::: Raw data
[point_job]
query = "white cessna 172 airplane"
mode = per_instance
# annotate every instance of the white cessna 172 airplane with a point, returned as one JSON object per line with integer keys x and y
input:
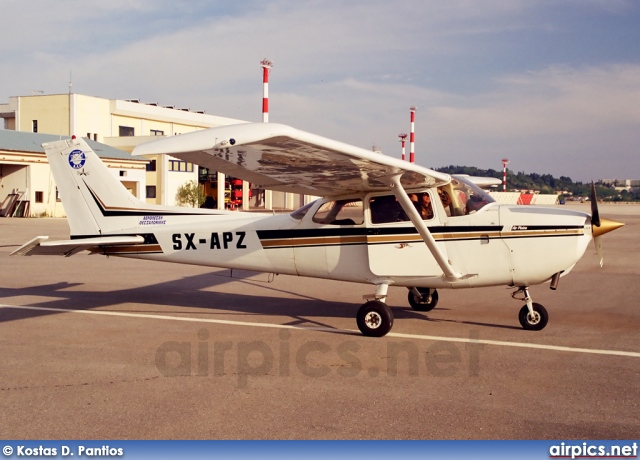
::::::
● **Task directions**
Copy the records above line for line, without changing anything. Leave the pictures out of your copy.

● **Response to this exercise**
[point_job]
query = "white cessna 172 airplane"
mode = per_instance
# annotate every instance of the white cessna 172 airplane with a point, returned as one JSON object per line with integer keys x and y
input:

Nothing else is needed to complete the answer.